Martha Wollstein

Born: November 21 1868, United States
Died: September 30 1939
Country most active: United States
Also known as: NA

The following bio was written by Emma Rosen, author of On This Day She Made History: 366 Days With Women Who Shaped the World and This Day In Human Ingenuity & Discovery: 366 Days of Scientific Milestones with Women in the Spotlight, and has been republished with permission.

Martha Wollstein was an American physician born in New York to a German-Jewish family. Martha studied medicine at the Woman’s Medical College of the New York Infirmary, later joining the Babies Hospital in New York as a pathologist in 1892. In 1904, she became an assistant researcher at the Rockefeller Institute for Medical Research. Her research at the Rockefeller Institute covered polio experimentation, pneumonia studies, and contributions to the development of an anti-meningitis serum.
Wollstein’s 1918 research published in the Journal of the American Medical Association suggested that mumps could be viral. She demonstrated this by transmitting the disease from mumps patients to cats and subsequently between cats through a filtrated preparation. It’s worth noting that credit for identifying the virus and transmitting it from humans to monkeys in the 1930s went to others.
She continued researching children’s diseases until her 1935 retirement from the Babies Hospital. During this period, she explored various children’s diseases, including tuberculosis and leukemia. In 1930, she made history as the first woman to be admitted to the American Pediatric Society.
In 1930, she became the first woman inducted into the American Pediatric Society. Wollstein authored eighty scientific papers and passed away in New York in 1939.

▸ ABOUT THIS TASK
Update the Martha Wollstein biography from "Martha Wollstein was" up to and including "went to others.", replacing "pathologist" with "staff pathologist".

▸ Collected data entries
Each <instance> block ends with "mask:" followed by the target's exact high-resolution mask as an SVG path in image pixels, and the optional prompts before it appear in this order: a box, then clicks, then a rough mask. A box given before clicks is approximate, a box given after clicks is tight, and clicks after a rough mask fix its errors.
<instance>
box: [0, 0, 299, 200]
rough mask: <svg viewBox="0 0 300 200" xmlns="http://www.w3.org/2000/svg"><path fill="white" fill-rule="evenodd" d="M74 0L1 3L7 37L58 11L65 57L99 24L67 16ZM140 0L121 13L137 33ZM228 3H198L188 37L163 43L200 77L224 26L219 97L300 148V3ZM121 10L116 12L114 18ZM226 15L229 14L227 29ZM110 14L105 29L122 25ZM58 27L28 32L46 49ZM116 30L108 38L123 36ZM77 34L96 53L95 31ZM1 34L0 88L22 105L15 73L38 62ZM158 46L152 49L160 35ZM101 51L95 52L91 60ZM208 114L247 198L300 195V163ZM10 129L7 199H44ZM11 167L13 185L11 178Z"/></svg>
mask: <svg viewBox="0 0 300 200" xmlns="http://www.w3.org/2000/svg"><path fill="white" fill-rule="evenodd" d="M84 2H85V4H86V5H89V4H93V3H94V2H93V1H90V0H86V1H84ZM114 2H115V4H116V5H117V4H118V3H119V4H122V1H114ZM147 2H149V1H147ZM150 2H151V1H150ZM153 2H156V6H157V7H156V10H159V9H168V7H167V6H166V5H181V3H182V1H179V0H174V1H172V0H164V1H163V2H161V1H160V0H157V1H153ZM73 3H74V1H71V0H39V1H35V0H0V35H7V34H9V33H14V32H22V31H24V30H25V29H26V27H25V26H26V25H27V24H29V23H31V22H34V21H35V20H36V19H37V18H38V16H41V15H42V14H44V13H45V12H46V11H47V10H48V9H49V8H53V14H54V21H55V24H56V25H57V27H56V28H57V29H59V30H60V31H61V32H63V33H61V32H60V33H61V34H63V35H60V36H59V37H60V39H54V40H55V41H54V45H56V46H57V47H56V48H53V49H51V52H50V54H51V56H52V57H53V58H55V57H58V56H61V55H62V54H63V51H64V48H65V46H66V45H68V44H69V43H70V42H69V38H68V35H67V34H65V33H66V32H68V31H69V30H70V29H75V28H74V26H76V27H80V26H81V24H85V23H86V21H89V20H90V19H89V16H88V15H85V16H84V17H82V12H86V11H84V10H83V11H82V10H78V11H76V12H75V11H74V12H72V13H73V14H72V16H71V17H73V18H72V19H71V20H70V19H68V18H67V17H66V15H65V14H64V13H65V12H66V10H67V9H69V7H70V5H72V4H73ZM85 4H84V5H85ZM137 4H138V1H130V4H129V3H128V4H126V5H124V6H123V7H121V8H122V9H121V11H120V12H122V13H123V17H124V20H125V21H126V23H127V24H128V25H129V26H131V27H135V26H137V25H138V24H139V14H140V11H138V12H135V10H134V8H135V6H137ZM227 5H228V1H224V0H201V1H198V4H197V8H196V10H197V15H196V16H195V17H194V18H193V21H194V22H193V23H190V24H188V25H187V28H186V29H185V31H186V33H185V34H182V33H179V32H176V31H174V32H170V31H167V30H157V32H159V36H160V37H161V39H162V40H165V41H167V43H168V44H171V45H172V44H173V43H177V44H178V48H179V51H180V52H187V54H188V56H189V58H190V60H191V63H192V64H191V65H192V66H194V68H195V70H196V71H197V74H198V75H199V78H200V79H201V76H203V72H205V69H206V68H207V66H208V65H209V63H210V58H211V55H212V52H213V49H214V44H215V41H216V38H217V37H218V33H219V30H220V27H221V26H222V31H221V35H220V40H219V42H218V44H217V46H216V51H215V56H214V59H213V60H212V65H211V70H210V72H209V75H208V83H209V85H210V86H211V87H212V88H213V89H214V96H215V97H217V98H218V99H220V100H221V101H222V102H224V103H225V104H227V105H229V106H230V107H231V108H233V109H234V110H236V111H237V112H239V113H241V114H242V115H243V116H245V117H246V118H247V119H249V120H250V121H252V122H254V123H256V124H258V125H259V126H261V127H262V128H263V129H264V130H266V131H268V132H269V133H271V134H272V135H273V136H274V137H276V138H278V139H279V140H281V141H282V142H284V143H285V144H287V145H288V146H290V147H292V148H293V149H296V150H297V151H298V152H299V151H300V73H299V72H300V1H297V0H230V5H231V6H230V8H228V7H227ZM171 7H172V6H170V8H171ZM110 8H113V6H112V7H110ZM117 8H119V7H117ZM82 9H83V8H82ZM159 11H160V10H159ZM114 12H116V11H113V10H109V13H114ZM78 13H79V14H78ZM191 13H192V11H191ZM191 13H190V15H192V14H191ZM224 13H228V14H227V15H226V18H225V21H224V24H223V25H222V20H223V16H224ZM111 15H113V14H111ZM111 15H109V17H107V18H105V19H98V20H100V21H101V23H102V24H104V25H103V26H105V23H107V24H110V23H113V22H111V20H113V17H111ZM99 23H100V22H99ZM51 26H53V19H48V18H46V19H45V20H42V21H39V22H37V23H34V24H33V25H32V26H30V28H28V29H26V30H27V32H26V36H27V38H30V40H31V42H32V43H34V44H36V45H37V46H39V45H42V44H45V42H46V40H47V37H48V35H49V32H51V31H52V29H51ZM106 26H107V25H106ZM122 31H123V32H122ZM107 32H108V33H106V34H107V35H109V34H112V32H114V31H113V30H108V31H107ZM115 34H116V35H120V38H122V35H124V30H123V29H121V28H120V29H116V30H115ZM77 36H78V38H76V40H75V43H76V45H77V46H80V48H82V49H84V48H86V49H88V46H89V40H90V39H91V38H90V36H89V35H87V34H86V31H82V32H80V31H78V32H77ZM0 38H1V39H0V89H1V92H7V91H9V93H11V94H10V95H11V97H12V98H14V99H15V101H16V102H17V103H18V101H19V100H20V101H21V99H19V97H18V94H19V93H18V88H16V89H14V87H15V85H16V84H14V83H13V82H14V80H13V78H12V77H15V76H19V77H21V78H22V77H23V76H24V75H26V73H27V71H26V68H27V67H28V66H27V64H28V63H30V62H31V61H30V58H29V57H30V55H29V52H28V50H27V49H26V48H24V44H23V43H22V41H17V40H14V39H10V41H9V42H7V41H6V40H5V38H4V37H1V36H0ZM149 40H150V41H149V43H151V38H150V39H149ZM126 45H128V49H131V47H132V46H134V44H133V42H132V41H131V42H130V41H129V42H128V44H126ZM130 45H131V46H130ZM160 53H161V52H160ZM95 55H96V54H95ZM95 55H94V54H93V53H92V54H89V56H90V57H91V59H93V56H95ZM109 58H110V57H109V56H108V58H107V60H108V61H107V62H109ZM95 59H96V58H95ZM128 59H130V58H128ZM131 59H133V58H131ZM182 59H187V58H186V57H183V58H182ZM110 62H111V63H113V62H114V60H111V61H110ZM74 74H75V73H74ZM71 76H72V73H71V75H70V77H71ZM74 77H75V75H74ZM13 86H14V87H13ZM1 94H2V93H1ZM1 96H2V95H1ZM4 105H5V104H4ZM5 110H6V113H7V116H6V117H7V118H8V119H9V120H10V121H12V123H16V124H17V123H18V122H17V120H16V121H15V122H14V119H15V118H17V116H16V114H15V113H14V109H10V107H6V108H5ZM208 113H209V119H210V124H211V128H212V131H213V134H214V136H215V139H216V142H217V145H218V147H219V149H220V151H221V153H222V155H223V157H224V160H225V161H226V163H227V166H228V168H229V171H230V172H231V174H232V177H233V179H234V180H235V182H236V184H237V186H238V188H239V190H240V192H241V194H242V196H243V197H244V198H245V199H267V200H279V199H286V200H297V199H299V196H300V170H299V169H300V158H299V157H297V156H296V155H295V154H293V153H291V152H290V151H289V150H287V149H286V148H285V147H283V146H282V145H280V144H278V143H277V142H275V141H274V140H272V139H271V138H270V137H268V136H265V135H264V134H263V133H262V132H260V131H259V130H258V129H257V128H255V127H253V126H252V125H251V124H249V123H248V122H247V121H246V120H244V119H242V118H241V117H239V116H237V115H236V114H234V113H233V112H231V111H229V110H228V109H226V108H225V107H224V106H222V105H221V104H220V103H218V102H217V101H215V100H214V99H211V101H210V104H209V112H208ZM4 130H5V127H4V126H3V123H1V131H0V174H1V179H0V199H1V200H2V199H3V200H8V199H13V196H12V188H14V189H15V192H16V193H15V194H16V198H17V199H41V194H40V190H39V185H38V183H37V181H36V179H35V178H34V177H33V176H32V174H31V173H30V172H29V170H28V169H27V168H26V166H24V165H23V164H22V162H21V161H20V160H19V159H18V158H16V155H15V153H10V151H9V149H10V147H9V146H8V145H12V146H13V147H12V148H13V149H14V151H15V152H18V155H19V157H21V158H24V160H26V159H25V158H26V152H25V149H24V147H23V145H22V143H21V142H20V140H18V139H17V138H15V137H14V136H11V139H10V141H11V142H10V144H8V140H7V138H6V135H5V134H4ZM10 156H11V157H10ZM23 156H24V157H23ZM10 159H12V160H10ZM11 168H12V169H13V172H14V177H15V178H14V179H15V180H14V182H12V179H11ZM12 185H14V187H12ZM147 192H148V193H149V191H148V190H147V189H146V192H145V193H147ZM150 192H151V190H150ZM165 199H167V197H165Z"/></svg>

▸ YOUR SOLUTION
Martha Wollstein was an American physician born in New York to a German-Jewish family. Martha studied medicine at the Woman’s Medical College of the New York Infirmary, later joining the Babies Hospital in New York as a staff pathologist in 1892. In 1904, she became an assistant researcher at the Rockefeller Institute for Medical Research. Her research at the Rockefeller Institute covered polio experimentation, pneumonia studies, and contributions to the development of an anti-meningitis serum.
Wollstein’s 1918 research published in the Journal of the American Medical Association suggested that mumps could be viral. She demonstrated this by transmitting the disease from mumps patients to cats and subsequently between cats through a filtrated preparation. It’s worth noting that credit for identifying the virus and transmitting it from humans to monkeys in the 1930s went to others.